_Labeled-object pointing entries:_

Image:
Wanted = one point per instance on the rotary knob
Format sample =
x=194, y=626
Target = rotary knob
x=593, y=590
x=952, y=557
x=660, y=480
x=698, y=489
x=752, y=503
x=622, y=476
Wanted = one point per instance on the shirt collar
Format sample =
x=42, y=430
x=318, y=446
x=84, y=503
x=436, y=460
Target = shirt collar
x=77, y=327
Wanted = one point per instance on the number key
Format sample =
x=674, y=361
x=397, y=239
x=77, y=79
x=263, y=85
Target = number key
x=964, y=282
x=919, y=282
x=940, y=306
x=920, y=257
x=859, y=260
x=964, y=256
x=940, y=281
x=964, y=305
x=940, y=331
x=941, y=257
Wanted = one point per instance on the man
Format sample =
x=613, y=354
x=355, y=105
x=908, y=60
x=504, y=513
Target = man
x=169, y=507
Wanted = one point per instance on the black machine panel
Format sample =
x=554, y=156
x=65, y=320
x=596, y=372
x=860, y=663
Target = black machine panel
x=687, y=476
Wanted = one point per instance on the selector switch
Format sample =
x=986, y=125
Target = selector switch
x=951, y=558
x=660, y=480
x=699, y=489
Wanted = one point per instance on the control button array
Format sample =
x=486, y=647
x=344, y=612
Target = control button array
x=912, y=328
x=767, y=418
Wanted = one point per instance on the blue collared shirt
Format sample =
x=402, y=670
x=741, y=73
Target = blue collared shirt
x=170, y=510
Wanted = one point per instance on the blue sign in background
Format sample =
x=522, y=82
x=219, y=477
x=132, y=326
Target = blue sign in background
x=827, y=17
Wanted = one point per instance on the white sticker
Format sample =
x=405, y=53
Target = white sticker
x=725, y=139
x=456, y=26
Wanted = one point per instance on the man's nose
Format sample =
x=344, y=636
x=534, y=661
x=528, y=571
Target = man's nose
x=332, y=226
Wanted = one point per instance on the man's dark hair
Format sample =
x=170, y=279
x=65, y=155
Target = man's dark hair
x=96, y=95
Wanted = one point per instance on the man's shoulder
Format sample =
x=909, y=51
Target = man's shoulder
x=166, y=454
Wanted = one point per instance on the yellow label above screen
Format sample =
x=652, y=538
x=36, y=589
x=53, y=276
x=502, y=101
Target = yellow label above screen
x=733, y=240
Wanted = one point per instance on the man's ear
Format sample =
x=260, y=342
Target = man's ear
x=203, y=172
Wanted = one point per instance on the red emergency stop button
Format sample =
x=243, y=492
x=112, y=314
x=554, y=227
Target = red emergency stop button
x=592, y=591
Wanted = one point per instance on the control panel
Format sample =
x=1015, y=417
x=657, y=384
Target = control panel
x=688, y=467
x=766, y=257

_Requirement:_ Can you reproduce all of the material above word for word, keeping every line in its original order?

_Solution to the problem:_
Image:
Wanted = one point per instance on the rotary knob
Format sample =
x=194, y=626
Target = rotary knob
x=593, y=590
x=952, y=557
x=660, y=480
x=698, y=489
x=752, y=503
x=622, y=476
Wanted = one point per instance on the shirt collar
Format sample =
x=42, y=430
x=318, y=446
x=84, y=503
x=436, y=460
Target = shirt collar
x=77, y=327
Wanted = one point per instance on the number key
Format sample =
x=674, y=361
x=397, y=239
x=77, y=79
x=263, y=85
Target = number key
x=964, y=282
x=919, y=282
x=940, y=306
x=920, y=257
x=859, y=260
x=964, y=256
x=940, y=281
x=964, y=305
x=940, y=331
x=941, y=257
Wanted = one point per instance on the man
Format sample =
x=613, y=354
x=355, y=105
x=908, y=60
x=504, y=513
Target = man
x=169, y=507
Wanted = one point per instance on the black machine panel
Format sample =
x=554, y=156
x=65, y=320
x=596, y=372
x=860, y=663
Target = black machine panel
x=687, y=476
Wanted = one point per instance on the selector switch
Format sample =
x=986, y=125
Target = selector switch
x=951, y=558
x=660, y=480
x=699, y=489
Wanted = one point per instance on the control button array
Format sample =
x=486, y=647
x=344, y=612
Target = control button array
x=912, y=328
x=767, y=418
Wanted = one point per instance on the blue collared shirt
Format sample =
x=402, y=670
x=741, y=73
Target = blue collared shirt
x=170, y=510
Wanted = one point per instance on the blue sign in background
Format sample =
x=522, y=82
x=219, y=477
x=132, y=326
Target = blue sign in background
x=827, y=17
Wanted = one point per instance on the white sticker
Format sample =
x=405, y=53
Target = white sticker
x=725, y=139
x=456, y=26
Wanted = one point per instance on the man's nose
Format sample =
x=344, y=636
x=534, y=661
x=528, y=571
Target = man's nose
x=332, y=226
Wanted = one point per instance on the man's dark hair
Format sample =
x=170, y=279
x=65, y=155
Target = man's dark hair
x=96, y=95
Wanted = one point per instance on the man's shoulder
Format sample =
x=909, y=51
Target = man's shoulder
x=166, y=454
Wanted = one point per instance on the yellow label above screen
Format sample =
x=652, y=538
x=36, y=589
x=53, y=276
x=502, y=101
Target = yellow label above screen
x=733, y=240
Wanted = one point per instance on the man's ear
Format sample =
x=260, y=342
Target = man's ear
x=203, y=172
Wanted = one point per instance on the red emergency stop button
Format sample =
x=243, y=492
x=112, y=314
x=554, y=227
Target = red emergency stop button
x=592, y=591
Wanted = one point per instance on the control panel
Format sample =
x=1015, y=417
x=657, y=384
Target = control panel
x=688, y=467
x=766, y=257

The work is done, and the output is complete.